Reading passage:
>>>
Web Security Research

This section presents some of my research and use cases that I have encountered on web applications.

XSS findings

Cross-Site Scripting (XSS) remains one of the most prevalent vulnerabilities across the web. I’ve frequently encountered both reflected and client-side variants, where malicious scripts are stored in local cookies and later injected into the page without proper sanitization.
Through my research, I found that XSS can be triggered not only through typical URL parameter injections but also via modern interfaces such as user chat systems, AI chatbots, and services powered by large language models (LLMs).
These weaknesses can be leveraged to hijack session cookies, perform unauthorized redirects, or establish persistent surveillance. In some instances, the injected script acted as a keylogger, silently capturing keystrokes and transmitting them to a remote server.

Here are a few examples :
In the first image, it’s a reflected XSS. This is the most common type and the one I encounter most frequently.

The second image shows a stored XSS on the server, but based on session cookies. That is, using the PHPSESSID, the page loads certain parameters (in this case, the country and language), but instead of loading the expected values, it retained my script in memory.

SQLI findings

I've encountered SQL injection vulnerabilities on several occasions, particularly on older websites running outdated versions of PHP. When I detect an outdated PHP version, I typically perform in-depth testing specifically targeting this type of flaw.
In most cases, I come across error-based or time-based SQL injections during my manual testing. For other types, such as union-based injections, I usually rely on well-configured and carefully controlled automated tools to assist with detection.

Here are a few examples :
In the first image, this is a time-based blind SQLi. Here, the payload appears to be interpreted twice, resulting in a 10-second delay instead of the 5 seconds initially set in the query.
<<<
Information:
>>>
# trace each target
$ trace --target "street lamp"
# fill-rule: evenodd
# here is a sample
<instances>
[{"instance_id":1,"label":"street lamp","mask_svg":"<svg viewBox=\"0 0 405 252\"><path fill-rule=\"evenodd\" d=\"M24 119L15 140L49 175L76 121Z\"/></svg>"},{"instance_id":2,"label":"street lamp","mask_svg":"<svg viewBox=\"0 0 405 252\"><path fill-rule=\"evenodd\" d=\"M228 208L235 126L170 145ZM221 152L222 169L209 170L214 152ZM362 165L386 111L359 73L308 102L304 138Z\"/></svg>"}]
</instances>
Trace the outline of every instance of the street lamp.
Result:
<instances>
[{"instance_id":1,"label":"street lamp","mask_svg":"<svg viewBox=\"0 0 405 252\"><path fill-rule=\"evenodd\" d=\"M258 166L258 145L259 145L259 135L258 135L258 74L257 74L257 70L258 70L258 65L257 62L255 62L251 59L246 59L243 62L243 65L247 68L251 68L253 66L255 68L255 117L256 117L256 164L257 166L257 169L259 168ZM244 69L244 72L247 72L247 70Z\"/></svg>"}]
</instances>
<<<
What the task asks: In the web security research page's time-based blind SQL injection example, how long was the delay, and what does the page say caused it?

Response area: The delay was 10 seconds instead of the 5 set in the query, because the payload appears to be interpreted twice.